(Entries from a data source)
━━━━

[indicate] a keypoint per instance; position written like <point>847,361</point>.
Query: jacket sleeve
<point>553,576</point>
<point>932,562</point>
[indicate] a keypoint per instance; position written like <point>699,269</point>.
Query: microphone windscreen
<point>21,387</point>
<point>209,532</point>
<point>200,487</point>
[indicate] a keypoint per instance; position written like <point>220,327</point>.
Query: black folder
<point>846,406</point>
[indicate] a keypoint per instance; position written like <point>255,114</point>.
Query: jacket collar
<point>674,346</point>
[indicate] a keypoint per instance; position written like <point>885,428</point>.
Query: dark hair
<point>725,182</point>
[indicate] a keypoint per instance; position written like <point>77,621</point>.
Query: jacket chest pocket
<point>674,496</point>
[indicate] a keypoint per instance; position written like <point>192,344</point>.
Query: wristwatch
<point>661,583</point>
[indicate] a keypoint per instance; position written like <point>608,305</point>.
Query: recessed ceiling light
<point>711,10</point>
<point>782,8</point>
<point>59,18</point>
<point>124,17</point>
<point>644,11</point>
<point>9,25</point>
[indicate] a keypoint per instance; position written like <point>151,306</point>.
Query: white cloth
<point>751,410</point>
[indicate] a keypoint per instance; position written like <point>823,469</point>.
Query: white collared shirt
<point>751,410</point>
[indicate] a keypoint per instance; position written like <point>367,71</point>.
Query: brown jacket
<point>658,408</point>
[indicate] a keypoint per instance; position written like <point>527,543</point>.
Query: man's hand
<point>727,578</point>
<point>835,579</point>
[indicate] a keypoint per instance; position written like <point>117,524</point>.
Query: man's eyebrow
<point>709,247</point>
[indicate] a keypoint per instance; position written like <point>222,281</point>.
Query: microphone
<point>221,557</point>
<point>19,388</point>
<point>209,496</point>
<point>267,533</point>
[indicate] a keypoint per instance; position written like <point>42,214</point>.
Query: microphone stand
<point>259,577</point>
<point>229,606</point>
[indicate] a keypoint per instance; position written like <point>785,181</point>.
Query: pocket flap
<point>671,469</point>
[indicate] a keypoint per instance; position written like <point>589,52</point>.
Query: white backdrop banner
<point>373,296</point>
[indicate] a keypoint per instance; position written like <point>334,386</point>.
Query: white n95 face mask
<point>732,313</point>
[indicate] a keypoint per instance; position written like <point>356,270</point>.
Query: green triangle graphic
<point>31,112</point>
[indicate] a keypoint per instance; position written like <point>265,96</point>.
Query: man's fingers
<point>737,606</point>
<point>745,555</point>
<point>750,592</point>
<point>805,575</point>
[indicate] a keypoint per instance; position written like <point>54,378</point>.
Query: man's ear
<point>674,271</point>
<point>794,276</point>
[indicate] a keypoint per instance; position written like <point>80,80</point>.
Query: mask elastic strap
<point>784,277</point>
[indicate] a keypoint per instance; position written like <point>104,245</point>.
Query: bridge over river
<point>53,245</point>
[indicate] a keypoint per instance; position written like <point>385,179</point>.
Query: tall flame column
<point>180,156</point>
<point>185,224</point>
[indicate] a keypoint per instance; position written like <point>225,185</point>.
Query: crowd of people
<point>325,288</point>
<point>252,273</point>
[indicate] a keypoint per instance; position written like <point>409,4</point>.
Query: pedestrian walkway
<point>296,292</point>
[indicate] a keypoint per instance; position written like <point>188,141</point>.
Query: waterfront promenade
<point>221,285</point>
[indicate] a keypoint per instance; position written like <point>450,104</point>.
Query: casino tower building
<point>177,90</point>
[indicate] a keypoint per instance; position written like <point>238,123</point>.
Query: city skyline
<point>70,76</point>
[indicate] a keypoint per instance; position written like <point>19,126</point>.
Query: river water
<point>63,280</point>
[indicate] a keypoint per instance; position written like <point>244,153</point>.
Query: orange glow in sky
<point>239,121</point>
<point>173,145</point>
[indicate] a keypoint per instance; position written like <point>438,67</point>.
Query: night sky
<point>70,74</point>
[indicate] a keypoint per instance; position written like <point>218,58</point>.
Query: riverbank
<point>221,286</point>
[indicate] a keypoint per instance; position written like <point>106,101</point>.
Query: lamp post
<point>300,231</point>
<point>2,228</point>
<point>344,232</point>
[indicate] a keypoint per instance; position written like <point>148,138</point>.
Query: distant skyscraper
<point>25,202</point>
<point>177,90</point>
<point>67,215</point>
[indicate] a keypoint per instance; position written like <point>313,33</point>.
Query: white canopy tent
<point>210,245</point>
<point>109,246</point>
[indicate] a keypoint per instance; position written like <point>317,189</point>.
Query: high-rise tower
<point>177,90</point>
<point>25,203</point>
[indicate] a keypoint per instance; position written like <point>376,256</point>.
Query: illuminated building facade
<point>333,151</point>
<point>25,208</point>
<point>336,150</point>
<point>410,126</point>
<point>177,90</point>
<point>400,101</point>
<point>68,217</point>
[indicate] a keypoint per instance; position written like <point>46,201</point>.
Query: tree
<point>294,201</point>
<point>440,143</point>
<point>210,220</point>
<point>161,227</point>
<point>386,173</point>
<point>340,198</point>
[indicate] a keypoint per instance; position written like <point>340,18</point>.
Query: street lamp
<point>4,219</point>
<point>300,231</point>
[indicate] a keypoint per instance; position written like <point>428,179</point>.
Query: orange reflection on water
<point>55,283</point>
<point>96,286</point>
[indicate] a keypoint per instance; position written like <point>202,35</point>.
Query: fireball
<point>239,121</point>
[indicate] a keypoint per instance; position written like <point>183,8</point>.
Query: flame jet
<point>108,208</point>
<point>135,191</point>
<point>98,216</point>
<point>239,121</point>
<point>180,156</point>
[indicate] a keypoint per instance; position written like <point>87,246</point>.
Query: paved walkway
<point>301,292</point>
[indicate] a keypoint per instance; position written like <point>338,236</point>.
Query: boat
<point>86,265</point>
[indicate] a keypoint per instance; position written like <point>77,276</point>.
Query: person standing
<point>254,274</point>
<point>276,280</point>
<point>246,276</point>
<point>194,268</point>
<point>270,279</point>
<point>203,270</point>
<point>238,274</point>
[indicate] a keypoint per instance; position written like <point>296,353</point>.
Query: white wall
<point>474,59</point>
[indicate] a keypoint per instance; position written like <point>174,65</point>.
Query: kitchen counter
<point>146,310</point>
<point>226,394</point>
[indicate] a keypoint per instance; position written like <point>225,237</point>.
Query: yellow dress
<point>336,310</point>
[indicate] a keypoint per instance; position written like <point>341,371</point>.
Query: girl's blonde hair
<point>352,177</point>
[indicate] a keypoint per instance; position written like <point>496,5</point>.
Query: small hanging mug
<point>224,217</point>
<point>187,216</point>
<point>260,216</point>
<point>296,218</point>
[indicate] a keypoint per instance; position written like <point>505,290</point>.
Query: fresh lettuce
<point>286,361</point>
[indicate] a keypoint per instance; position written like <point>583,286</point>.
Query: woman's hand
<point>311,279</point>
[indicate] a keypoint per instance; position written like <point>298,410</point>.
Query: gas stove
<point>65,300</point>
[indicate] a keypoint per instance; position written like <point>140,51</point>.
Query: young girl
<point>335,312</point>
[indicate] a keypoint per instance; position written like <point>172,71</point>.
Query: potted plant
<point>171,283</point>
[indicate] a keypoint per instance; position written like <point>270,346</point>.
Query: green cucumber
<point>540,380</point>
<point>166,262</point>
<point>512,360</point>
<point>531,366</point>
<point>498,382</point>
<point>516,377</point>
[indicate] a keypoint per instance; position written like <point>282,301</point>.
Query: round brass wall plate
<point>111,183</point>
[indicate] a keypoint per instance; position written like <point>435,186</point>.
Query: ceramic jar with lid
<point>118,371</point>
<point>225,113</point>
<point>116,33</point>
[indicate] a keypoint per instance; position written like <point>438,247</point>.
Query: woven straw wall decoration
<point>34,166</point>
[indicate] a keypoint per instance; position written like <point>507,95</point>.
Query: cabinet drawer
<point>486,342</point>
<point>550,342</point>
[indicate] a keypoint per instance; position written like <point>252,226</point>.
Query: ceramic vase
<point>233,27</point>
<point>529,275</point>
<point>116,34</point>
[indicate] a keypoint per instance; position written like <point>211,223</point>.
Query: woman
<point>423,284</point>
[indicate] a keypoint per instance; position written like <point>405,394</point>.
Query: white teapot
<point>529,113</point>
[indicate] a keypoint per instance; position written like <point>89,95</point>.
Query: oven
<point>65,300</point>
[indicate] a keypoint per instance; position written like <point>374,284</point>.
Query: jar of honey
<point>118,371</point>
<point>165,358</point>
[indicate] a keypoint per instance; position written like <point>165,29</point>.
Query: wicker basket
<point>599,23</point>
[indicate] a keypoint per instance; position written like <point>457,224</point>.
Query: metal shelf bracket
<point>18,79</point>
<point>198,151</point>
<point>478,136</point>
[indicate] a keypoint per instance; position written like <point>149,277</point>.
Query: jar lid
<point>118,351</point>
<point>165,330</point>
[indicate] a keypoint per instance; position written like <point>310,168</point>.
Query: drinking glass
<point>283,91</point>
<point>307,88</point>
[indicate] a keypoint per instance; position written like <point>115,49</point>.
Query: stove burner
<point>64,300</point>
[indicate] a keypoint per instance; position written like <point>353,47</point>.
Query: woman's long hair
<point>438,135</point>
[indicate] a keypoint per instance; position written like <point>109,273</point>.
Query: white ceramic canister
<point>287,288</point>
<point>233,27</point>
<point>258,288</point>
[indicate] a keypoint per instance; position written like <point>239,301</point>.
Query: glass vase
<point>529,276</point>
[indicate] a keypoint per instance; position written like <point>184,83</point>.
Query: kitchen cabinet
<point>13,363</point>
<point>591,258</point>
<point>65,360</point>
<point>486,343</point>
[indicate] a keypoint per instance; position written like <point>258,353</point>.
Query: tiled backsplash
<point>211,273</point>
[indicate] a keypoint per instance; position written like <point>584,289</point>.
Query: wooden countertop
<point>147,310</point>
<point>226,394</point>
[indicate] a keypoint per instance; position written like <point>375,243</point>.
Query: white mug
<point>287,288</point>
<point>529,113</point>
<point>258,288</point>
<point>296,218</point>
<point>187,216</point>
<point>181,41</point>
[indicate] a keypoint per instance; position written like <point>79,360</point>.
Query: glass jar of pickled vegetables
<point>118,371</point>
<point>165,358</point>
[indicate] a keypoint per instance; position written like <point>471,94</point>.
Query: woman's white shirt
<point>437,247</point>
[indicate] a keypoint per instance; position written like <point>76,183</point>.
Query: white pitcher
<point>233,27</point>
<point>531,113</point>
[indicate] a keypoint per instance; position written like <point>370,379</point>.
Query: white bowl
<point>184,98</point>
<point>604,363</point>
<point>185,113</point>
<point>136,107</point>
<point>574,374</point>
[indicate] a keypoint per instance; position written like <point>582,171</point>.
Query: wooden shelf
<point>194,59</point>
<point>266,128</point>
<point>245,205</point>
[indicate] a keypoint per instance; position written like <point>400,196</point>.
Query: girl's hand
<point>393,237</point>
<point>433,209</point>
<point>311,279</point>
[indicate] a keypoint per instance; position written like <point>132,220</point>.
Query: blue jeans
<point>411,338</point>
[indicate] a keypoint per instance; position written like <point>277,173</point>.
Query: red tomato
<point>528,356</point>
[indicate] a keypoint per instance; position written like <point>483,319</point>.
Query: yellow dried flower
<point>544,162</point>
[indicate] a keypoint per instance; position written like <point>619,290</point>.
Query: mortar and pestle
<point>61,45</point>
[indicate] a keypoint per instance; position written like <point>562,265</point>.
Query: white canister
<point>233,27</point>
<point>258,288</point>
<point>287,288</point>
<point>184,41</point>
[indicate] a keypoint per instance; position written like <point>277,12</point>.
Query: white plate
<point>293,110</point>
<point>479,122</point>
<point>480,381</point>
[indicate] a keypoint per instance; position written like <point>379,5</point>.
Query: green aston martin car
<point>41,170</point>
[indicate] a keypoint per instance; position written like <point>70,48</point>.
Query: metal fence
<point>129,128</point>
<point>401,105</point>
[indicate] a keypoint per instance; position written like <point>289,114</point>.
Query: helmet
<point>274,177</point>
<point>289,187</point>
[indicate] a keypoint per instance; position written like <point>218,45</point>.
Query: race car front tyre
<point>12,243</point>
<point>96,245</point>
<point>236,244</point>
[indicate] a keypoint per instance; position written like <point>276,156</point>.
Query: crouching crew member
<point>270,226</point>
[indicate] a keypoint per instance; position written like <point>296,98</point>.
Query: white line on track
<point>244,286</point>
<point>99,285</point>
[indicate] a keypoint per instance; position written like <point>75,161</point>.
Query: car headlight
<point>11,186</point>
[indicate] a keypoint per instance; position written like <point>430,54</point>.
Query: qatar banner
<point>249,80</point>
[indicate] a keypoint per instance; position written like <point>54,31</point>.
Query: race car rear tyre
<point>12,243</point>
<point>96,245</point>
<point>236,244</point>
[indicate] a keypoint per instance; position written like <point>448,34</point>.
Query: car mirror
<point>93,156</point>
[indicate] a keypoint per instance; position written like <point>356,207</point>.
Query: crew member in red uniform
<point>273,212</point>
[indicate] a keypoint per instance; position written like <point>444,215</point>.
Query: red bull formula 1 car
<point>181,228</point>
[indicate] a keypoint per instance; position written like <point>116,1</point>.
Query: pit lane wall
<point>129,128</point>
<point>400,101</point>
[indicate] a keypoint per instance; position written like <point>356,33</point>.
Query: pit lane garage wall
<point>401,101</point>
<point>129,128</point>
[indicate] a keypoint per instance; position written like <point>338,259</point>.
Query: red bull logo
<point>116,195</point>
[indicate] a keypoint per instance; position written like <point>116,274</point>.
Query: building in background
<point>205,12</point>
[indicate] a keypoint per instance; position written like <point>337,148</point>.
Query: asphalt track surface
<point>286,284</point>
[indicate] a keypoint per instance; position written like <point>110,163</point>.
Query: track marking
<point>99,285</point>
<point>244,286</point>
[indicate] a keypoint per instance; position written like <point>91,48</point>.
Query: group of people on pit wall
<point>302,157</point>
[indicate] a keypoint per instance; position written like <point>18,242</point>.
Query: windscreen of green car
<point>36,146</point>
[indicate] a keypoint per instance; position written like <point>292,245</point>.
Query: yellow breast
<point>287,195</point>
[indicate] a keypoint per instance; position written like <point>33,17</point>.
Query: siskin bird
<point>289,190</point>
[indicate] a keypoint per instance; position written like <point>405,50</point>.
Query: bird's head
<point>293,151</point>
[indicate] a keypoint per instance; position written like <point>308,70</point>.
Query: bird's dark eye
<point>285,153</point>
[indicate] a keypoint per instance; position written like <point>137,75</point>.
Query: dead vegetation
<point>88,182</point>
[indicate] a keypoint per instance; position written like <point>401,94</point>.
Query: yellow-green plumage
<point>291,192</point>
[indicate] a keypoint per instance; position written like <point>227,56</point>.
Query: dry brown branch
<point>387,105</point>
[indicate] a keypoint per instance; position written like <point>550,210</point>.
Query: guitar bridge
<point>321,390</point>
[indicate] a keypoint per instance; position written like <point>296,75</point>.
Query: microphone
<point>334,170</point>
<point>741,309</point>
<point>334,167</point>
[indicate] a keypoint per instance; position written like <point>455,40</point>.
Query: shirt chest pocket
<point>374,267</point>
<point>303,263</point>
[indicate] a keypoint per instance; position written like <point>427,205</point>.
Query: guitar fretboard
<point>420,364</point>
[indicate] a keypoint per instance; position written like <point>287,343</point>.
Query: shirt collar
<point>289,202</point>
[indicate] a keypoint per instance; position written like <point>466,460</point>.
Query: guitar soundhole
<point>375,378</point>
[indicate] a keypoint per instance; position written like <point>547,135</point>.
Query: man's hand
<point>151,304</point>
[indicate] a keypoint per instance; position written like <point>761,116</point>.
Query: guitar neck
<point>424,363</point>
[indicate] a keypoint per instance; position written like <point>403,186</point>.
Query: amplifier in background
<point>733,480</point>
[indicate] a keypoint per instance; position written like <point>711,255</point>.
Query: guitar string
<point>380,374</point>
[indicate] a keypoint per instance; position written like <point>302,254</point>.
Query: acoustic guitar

━━━━

# WHAT YOU SHOULD DO
Start at the line containing "written like <point>252,226</point>." and stop after the line containing "<point>438,135</point>". Reproduce those lines with "Query" replaced by "Prompt" and nothing else changed.

# OUTPUT FOR THIS EXERCISE
[indicate] a keypoint per instance; position written like <point>252,226</point>.
Prompt: ceramic vase
<point>233,27</point>
<point>529,275</point>
<point>116,34</point>
[indicate] a keypoint per instance; position written like <point>211,223</point>.
Prompt: woman
<point>423,284</point>
[indicate] a keypoint per instance; position written like <point>405,394</point>.
Prompt: white teapot
<point>529,113</point>
[indicate] a keypoint per instance; position written like <point>89,95</point>.
Prompt: oven
<point>65,300</point>
[indicate] a keypoint per instance; position written like <point>374,284</point>.
Prompt: jar of honey
<point>118,371</point>
<point>165,358</point>
[indicate] a keypoint per instance; position written like <point>165,29</point>.
Prompt: wicker basket
<point>599,23</point>
[indicate] a keypoint per instance; position written like <point>457,224</point>.
Prompt: metal shelf bracket
<point>18,79</point>
<point>198,151</point>
<point>478,136</point>
[indicate] a keypoint per instance; position written like <point>149,277</point>.
Prompt: jar lid
<point>118,351</point>
<point>165,330</point>
[indicate] a keypoint per instance; position written like <point>310,168</point>.
Prompt: drinking glass
<point>283,91</point>
<point>307,88</point>
[indicate] a keypoint per instance; position written like <point>115,49</point>.
Prompt: stove burner
<point>64,300</point>
[indicate] a keypoint per instance; position written like <point>353,47</point>.
Prompt: woman's long hair
<point>438,135</point>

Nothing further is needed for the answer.